### Excerpted data
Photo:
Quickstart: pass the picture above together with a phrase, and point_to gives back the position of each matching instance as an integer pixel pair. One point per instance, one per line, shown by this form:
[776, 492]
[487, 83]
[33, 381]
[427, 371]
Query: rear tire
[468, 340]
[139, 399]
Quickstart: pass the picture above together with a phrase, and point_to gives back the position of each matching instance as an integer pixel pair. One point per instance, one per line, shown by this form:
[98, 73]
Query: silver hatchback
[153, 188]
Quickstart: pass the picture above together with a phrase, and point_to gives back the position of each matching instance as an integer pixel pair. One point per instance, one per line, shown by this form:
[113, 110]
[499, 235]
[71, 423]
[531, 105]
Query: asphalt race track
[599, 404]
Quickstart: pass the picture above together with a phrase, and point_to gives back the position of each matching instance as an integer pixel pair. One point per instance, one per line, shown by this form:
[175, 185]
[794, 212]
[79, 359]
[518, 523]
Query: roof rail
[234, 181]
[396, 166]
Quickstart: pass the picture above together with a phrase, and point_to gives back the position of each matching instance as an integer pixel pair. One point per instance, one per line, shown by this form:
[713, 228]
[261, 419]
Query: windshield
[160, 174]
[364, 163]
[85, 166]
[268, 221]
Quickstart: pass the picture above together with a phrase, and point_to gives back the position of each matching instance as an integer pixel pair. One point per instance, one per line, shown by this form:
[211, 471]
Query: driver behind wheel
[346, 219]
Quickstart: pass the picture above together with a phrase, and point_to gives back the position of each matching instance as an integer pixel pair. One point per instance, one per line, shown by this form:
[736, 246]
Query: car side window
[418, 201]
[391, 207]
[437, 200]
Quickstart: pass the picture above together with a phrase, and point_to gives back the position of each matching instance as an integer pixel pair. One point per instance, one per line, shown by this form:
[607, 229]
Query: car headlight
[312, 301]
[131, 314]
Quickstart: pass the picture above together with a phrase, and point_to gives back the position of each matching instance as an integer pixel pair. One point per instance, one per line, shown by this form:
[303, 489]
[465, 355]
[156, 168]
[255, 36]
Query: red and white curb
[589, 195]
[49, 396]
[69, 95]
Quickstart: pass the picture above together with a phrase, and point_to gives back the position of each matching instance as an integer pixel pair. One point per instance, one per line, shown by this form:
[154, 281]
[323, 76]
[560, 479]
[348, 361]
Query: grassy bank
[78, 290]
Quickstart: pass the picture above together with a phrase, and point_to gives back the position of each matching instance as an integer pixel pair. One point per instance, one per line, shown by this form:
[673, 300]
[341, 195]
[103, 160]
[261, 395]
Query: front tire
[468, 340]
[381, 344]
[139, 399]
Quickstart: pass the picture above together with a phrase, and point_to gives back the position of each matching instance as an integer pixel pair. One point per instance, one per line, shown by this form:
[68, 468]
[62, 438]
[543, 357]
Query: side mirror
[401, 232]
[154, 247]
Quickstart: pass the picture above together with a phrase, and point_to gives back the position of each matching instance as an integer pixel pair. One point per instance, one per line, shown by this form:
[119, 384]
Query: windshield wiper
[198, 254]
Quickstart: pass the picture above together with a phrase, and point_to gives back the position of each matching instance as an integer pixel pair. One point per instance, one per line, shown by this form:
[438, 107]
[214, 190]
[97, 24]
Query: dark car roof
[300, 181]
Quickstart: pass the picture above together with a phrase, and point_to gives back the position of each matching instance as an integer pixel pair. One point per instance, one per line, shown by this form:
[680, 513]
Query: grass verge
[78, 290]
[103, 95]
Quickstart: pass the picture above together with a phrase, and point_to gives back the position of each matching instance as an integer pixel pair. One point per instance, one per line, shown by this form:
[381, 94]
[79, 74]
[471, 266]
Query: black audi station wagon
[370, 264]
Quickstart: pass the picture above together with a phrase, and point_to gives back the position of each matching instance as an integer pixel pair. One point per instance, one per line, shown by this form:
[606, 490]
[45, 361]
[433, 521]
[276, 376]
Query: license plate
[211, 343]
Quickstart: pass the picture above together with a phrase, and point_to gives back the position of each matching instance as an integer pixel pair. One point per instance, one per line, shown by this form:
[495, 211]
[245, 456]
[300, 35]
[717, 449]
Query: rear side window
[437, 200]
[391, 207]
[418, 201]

### Exercise description
Write out the complete set of records exactly as given.

### Task result
Photo:
Quickstart: pass the picture above together with a phrase, and point_to gives back the position of each matching instance as an integer pixel pair. One point per instance, one per line, shown by this form:
[776, 492]
[487, 83]
[33, 381]
[427, 371]
Query: rear tire
[468, 340]
[139, 399]
Quickstart: pass the picture above together with a phrase, and point_to gives back the position of each matching instance as an integer pixel pair. One point per instance, one per line, shown by this form:
[98, 73]
Query: silver hatchback
[153, 188]
Quickstart: pass the picture above together with a phrase, and point_to gives back the position of each matching instance as an integer pixel pair. One point per instance, one per line, shown by this form:
[113, 110]
[499, 235]
[71, 423]
[531, 105]
Query: asphalt race track
[599, 404]
Quickstart: pass the picture above together with a phrase, and point_to gives back the position of each matching instance as an integer pixel pair. One point per instance, one per line, shown by this form:
[175, 185]
[794, 212]
[79, 359]
[518, 523]
Query: roof rail
[234, 181]
[396, 166]
Quickstart: pass the picture above together with a phrase, and point_to gives back the position of each matching instance as an integer pixel pair. One point per instance, one per line, shown by this form:
[713, 228]
[261, 419]
Query: windshield
[160, 174]
[364, 163]
[85, 166]
[268, 221]
Quickstart: pass the picture above together with a phrase, and point_to gives back the position of each matching instance as an integer pixel pair. One point per instance, one per line, shown by this form:
[211, 471]
Query: driver behind wheel
[346, 219]
Quickstart: pass the picture above together with a phrase, and point_to gives back the position of each matching instance as an integer pixel pair. One point per instance, one per line, shown by this form:
[736, 246]
Query: car side window
[418, 201]
[391, 207]
[437, 200]
Quickstart: pass the picture above together with a phrase, and point_to gives back the position of each matching instance as an integer pixel pair. One point per instance, one per line, shown by this form:
[607, 229]
Query: car headlight
[312, 301]
[131, 314]
Quickstart: pass the picture above together with a phrase, and point_to gives back the position of each matching instance as an integer pixel pair. One point per instance, one per line, shown by this form:
[303, 489]
[465, 355]
[156, 168]
[255, 36]
Query: red and white curb
[589, 195]
[49, 396]
[69, 95]
Quickstart: pass the picture above together with a phrase, and point_to gives back the position of each matching instance as an integer pixel pair. One point per instance, one per line, shown by this form:
[154, 281]
[323, 76]
[560, 479]
[348, 361]
Query: grassy bank
[78, 290]
Quickstart: pass the picture above together with a phrase, and point_to gives back the position of each matching instance as an integer pixel pair. One point per instance, one per line, shown by this form:
[673, 300]
[341, 195]
[103, 160]
[261, 395]
Query: front tire
[468, 340]
[381, 344]
[139, 399]
Quickstart: pass the picture above together with a phrase, and point_to gives back the position of each matching instance as an integer pixel pair. One point per instance, one per line, shown by this form:
[68, 468]
[62, 438]
[543, 357]
Query: side mirror
[401, 232]
[154, 247]
Quickstart: pass the picture above together with a phrase, and point_to gives back the position of each matching instance as an integer pixel pair. One point per instance, one per line, shown by this form:
[119, 384]
Query: windshield wiper
[198, 254]
Quickstart: pass the picture above together with a phrase, and point_to gives back the position of each matching instance as an integer pixel pair. One point per instance, one per line, shown by this form:
[438, 107]
[214, 190]
[97, 24]
Query: dark car roof
[300, 181]
Quickstart: pass the picture above together with a phrase, and point_to gives back the position of each matching instance as an integer pixel pair. One point per instance, one per line, shown by this form:
[680, 513]
Query: grass verge
[78, 290]
[103, 95]
Quickstart: pass the picture above together with a phrase, and point_to gives back the position of each matching instance as an integer pixel pair. One point per instance, one per line, shown by this form:
[381, 94]
[79, 74]
[471, 266]
Query: black audi station wagon
[370, 264]
Quickstart: pass the picture above together with a phrase, and point_to gives back the position of each matching instance as an integer pixel pair. One point per instance, one per line, shown by this form:
[606, 490]
[45, 361]
[433, 521]
[276, 376]
Query: license plate
[211, 343]
Quickstart: pass the picture above together with a phrase, and point_to gives back the position of each matching instance as an integer pixel pair. One point per instance, one per line, shown by this form:
[495, 211]
[245, 456]
[300, 35]
[717, 449]
Query: rear side window
[437, 200]
[391, 207]
[418, 201]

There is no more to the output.